Exclude the pictures, then copy all remaining records exactly.
##### EXERCISE MATERIAL #####
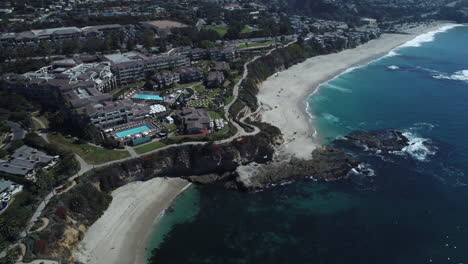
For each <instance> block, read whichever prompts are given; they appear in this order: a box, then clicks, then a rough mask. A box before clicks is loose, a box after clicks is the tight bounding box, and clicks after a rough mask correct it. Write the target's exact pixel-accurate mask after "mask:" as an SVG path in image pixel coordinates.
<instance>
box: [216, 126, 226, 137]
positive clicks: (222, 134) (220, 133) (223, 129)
mask: <svg viewBox="0 0 468 264" xmlns="http://www.w3.org/2000/svg"><path fill="white" fill-rule="evenodd" d="M228 131H229V125H224V127H223V128H222V129H221V130H218V131H216V132H214V135H215V136H222V135H224V134H226V133H227V132H228Z"/></svg>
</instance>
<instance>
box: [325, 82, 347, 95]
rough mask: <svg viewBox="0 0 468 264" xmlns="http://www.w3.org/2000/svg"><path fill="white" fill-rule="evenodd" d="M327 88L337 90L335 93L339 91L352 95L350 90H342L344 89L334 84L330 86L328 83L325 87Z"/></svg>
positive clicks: (344, 88)
mask: <svg viewBox="0 0 468 264" xmlns="http://www.w3.org/2000/svg"><path fill="white" fill-rule="evenodd" d="M327 87H328V88H331V89H333V90H337V91H340V92H344V93H352V92H353V91H352V90H351V89H348V88H344V87H340V86H338V85H335V84H331V83H329V84H328V85H327Z"/></svg>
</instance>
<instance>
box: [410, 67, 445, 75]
mask: <svg viewBox="0 0 468 264" xmlns="http://www.w3.org/2000/svg"><path fill="white" fill-rule="evenodd" d="M416 69H420V70H423V71H427V72H430V73H437V74H442V73H443V72H440V71H437V70H433V69H429V68H424V67H421V66H416Z"/></svg>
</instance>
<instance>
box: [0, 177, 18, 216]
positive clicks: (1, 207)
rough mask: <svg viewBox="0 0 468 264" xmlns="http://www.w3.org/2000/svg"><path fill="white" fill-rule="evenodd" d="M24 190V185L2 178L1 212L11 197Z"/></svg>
mask: <svg viewBox="0 0 468 264" xmlns="http://www.w3.org/2000/svg"><path fill="white" fill-rule="evenodd" d="M22 190H23V186H22V185H19V184H15V183H14V182H11V181H5V180H1V179H0V212H1V211H2V210H4V209H5V208H6V207H7V205H8V202H9V201H10V200H11V197H12V196H13V195H15V194H17V193H19V192H21V191H22Z"/></svg>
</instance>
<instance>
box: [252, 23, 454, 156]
mask: <svg viewBox="0 0 468 264" xmlns="http://www.w3.org/2000/svg"><path fill="white" fill-rule="evenodd" d="M447 26H449V27H450V24H447V23H433V24H429V25H422V26H419V27H416V28H412V29H409V30H408V34H383V35H382V36H381V37H380V38H378V39H375V40H371V41H369V42H368V43H365V44H363V45H361V46H358V47H356V48H354V49H347V50H343V51H341V52H338V53H333V54H327V55H321V56H316V57H312V58H309V59H307V60H306V61H305V62H303V63H300V64H297V65H294V66H292V67H291V68H289V69H287V70H285V71H282V72H280V73H279V74H278V75H273V76H271V77H270V78H268V79H267V80H266V81H265V82H263V83H262V85H261V87H260V89H259V90H260V92H259V94H258V96H257V97H258V100H259V102H260V103H261V104H264V105H267V107H266V108H269V109H271V110H269V111H265V112H264V113H263V116H262V121H264V122H267V123H270V124H272V125H274V126H276V127H278V128H280V129H281V132H282V133H283V137H284V140H285V144H284V145H283V146H281V151H280V153H284V154H287V155H293V156H296V157H297V158H303V159H309V158H310V157H311V153H312V151H313V149H314V148H315V147H317V146H318V145H320V144H322V143H324V139H323V138H321V137H320V135H318V134H317V133H316V131H315V129H314V127H313V120H312V119H311V116H310V114H308V111H307V108H308V105H307V99H308V97H309V96H310V95H311V94H313V93H314V92H315V91H316V90H317V89H318V87H319V86H320V85H321V84H323V83H325V82H327V81H329V80H331V79H333V78H336V77H337V76H339V75H341V74H343V73H346V72H349V71H351V70H352V69H354V68H355V67H359V66H364V65H366V64H368V63H369V62H371V61H374V60H377V59H379V58H381V57H383V56H386V55H387V54H389V52H391V51H392V50H393V49H395V48H397V47H399V46H401V45H404V44H405V43H407V42H409V41H411V40H414V39H415V38H417V37H418V36H420V35H422V34H426V33H429V32H431V35H432V34H435V33H436V32H438V31H439V30H444V27H447Z"/></svg>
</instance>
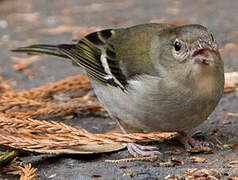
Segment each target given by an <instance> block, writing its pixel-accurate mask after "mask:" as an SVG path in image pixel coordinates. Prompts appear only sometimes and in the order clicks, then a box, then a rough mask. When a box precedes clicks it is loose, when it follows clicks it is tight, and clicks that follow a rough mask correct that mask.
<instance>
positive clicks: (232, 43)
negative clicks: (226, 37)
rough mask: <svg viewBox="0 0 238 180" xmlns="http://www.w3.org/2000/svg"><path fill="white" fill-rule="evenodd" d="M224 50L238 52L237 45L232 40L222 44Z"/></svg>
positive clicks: (237, 52)
mask: <svg viewBox="0 0 238 180" xmlns="http://www.w3.org/2000/svg"><path fill="white" fill-rule="evenodd" d="M224 51H226V52H232V53H235V54H238V45H237V44H235V43H233V42H230V43H227V44H225V46H224Z"/></svg>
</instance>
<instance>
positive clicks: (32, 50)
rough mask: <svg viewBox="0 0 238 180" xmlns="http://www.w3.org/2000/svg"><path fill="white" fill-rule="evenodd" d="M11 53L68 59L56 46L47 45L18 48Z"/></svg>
mask: <svg viewBox="0 0 238 180" xmlns="http://www.w3.org/2000/svg"><path fill="white" fill-rule="evenodd" d="M11 51H13V52H22V53H27V54H33V55H34V54H36V55H42V54H47V55H52V56H59V57H63V58H68V57H67V56H66V55H64V54H63V53H62V52H61V51H60V49H59V46H56V45H49V44H35V45H31V46H26V47H19V48H16V49H12V50H11Z"/></svg>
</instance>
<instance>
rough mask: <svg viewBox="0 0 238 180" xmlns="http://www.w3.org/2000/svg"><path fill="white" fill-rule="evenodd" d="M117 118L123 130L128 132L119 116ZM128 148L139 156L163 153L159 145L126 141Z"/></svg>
mask: <svg viewBox="0 0 238 180" xmlns="http://www.w3.org/2000/svg"><path fill="white" fill-rule="evenodd" d="M114 119H116V121H117V123H118V125H119V127H120V129H121V131H122V133H123V134H127V132H126V130H125V129H124V128H123V126H122V125H121V123H120V121H119V120H118V119H117V118H114ZM126 146H127V149H128V151H129V153H130V154H131V155H133V156H134V157H139V156H153V155H160V154H161V153H160V152H159V151H157V150H158V148H157V147H154V146H143V145H139V144H136V143H126Z"/></svg>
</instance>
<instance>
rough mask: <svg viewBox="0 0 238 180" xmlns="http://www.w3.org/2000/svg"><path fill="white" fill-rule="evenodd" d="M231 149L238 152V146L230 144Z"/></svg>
mask: <svg viewBox="0 0 238 180" xmlns="http://www.w3.org/2000/svg"><path fill="white" fill-rule="evenodd" d="M230 148H231V149H234V150H238V144H230Z"/></svg>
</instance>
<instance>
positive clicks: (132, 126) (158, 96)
#####
• WRITTEN SOLUTION:
For each <instance> block, read whichever prompts are given; they appear in this order: a box, then clicks, then a rough mask. A box before clicks is loose, a box after clicks is the tight bounding box, and clicks after a rough mask correct it. Write the target's exact pixel-accurate mask after "mask:" as an SVG path in image pixel coordinates.
<instance>
box: [216, 126, 226, 137]
positive clicks: (222, 134) (220, 133) (223, 129)
mask: <svg viewBox="0 0 468 264" xmlns="http://www.w3.org/2000/svg"><path fill="white" fill-rule="evenodd" d="M228 131H229V125H224V127H223V128H222V129H221V130H218V131H216V132H214V135H215V136H222V135H224V134H226V133H227V132H228Z"/></svg>
</instance>
<instance>
box: [325, 82, 347, 95]
rough mask: <svg viewBox="0 0 468 264" xmlns="http://www.w3.org/2000/svg"><path fill="white" fill-rule="evenodd" d="M327 88L337 90L335 93L339 91L352 95L350 90H342L344 89L334 84L330 86L328 83L325 87Z"/></svg>
positive clicks: (344, 88)
mask: <svg viewBox="0 0 468 264" xmlns="http://www.w3.org/2000/svg"><path fill="white" fill-rule="evenodd" d="M327 87H328V88H331V89H333V90H337V91H340V92H344V93H352V92H353V91H352V90H351V89H348V88H344V87H340V86H338V85H335V84H331V83H329V84H328V85H327Z"/></svg>
</instance>
<instance>
box: [410, 67, 445, 75]
mask: <svg viewBox="0 0 468 264" xmlns="http://www.w3.org/2000/svg"><path fill="white" fill-rule="evenodd" d="M416 69H420V70H423V71H427V72H430V73H437V74H442V73H443V72H440V71H437V70H433V69H429V68H424V67H421V66H416Z"/></svg>
</instance>
<instance>
box: [0, 177, 18, 216]
positive clicks: (1, 207)
rough mask: <svg viewBox="0 0 468 264" xmlns="http://www.w3.org/2000/svg"><path fill="white" fill-rule="evenodd" d="M24 190V185L2 178L1 212L11 197Z"/></svg>
mask: <svg viewBox="0 0 468 264" xmlns="http://www.w3.org/2000/svg"><path fill="white" fill-rule="evenodd" d="M22 190H23V186H22V185H19V184H15V183H14V182H11V181H5V180H1V179H0V212H1V211H2V210H4V209H5V208H6V207H7V205H8V202H9V201H10V200H11V197H12V196H13V195H15V194H17V193H19V192H21V191H22Z"/></svg>
</instance>
<instance>
box: [252, 23, 454, 156]
mask: <svg viewBox="0 0 468 264" xmlns="http://www.w3.org/2000/svg"><path fill="white" fill-rule="evenodd" d="M447 26H449V27H450V24H447V23H433V24H429V25H422V26H419V27H416V28H412V29H409V30H408V34H383V35H382V36H381V37H380V38H378V39H375V40H371V41H369V42H368V43H365V44H363V45H361V46H358V47H356V48H354V49H347V50H343V51H341V52H338V53H333V54H327V55H321V56H316V57H312V58H309V59H307V60H306V61H305V62H303V63H300V64H297V65H294V66H292V67H291V68H289V69H287V70H285V71H282V72H280V73H279V74H278V75H273V76H271V77H270V78H268V79H267V80H266V81H265V82H263V83H262V85H261V87H260V89H259V90H260V92H259V94H258V96H257V97H258V100H259V102H260V103H261V104H264V105H267V107H266V108H269V109H271V110H269V111H265V112H264V113H263V116H262V121H264V122H267V123H270V124H272V125H274V126H276V127H278V128H280V129H281V132H282V133H283V137H284V140H285V144H284V145H283V146H281V151H280V153H284V154H287V155H293V156H296V157H297V158H303V159H309V158H310V157H311V153H312V151H313V149H314V148H315V147H317V146H318V145H320V144H322V143H324V139H323V138H321V137H320V135H318V134H317V133H316V131H315V129H314V127H313V120H312V119H311V116H310V114H308V111H307V108H308V105H307V99H308V97H309V96H310V95H311V94H313V93H314V92H315V91H316V90H317V89H318V87H319V86H320V85H321V84H323V83H325V82H327V81H329V80H331V79H333V78H336V77H337V76H339V75H341V74H343V73H346V72H349V71H351V70H352V69H354V68H355V67H359V66H364V65H366V64H368V63H369V62H371V61H374V60H377V59H379V58H381V57H383V56H386V55H387V54H389V52H391V51H392V50H393V49H395V48H397V47H399V46H401V45H404V44H405V43H407V42H409V41H411V40H414V39H415V38H417V37H418V36H420V35H422V34H426V33H429V32H431V35H432V34H435V33H436V32H438V31H439V30H444V27H447Z"/></svg>
</instance>
Segment each target given by an <instance> block, writing its pixel-accurate mask after "mask:" as an SVG path in image pixel coordinates. Prompts appear only sometimes and in the order clicks, then a box, then a rough mask. When a box precedes clicks it is loose, when it follows clicks it is tight, and clicks that follow a rough mask correct that mask.
<instance>
positive clicks: (232, 43)
negative clicks: (226, 37)
rough mask: <svg viewBox="0 0 238 180" xmlns="http://www.w3.org/2000/svg"><path fill="white" fill-rule="evenodd" d="M224 50L238 52L237 45L232 40L222 44Z"/></svg>
positive clicks: (237, 52)
mask: <svg viewBox="0 0 238 180" xmlns="http://www.w3.org/2000/svg"><path fill="white" fill-rule="evenodd" d="M224 51H226V52H232V53H235V54H238V45H237V44H235V43H233V42H230V43H227V44H225V46H224Z"/></svg>
</instance>
<instance>
positive clicks: (32, 50)
rough mask: <svg viewBox="0 0 238 180" xmlns="http://www.w3.org/2000/svg"><path fill="white" fill-rule="evenodd" d="M11 53L68 59L56 46L47 45L18 48Z"/></svg>
mask: <svg viewBox="0 0 238 180" xmlns="http://www.w3.org/2000/svg"><path fill="white" fill-rule="evenodd" d="M11 51H13V52H22V53H27V54H33V55H34V54H36V55H42V54H47V55H52V56H59V57H63V58H68V57H67V56H66V55H64V54H63V53H62V52H61V51H60V49H59V46H56V45H49V44H35V45H31V46H26V47H19V48H16V49H12V50H11Z"/></svg>
</instance>
<instance>
rough mask: <svg viewBox="0 0 238 180" xmlns="http://www.w3.org/2000/svg"><path fill="white" fill-rule="evenodd" d="M117 118L123 130L128 132L119 116ZM128 148L139 156L163 153L159 145L126 141Z"/></svg>
mask: <svg viewBox="0 0 238 180" xmlns="http://www.w3.org/2000/svg"><path fill="white" fill-rule="evenodd" d="M114 119H116V121H117V123H118V125H119V127H120V129H121V131H122V133H123V134H127V132H126V130H125V129H124V128H123V126H122V125H121V123H120V121H119V120H118V119H117V118H114ZM126 146H127V149H128V151H129V153H130V154H131V155H133V156H134V157H139V156H153V155H160V154H161V153H160V152H159V151H157V150H158V148H157V147H154V146H143V145H139V144H136V143H126Z"/></svg>
</instance>
<instance>
rough mask: <svg viewBox="0 0 238 180" xmlns="http://www.w3.org/2000/svg"><path fill="white" fill-rule="evenodd" d="M231 149L238 152V146L230 144Z"/></svg>
mask: <svg viewBox="0 0 238 180" xmlns="http://www.w3.org/2000/svg"><path fill="white" fill-rule="evenodd" d="M230 148H231V149H234V150H238V144H230Z"/></svg>
</instance>
<instance>
positive clicks: (132, 126) (158, 96)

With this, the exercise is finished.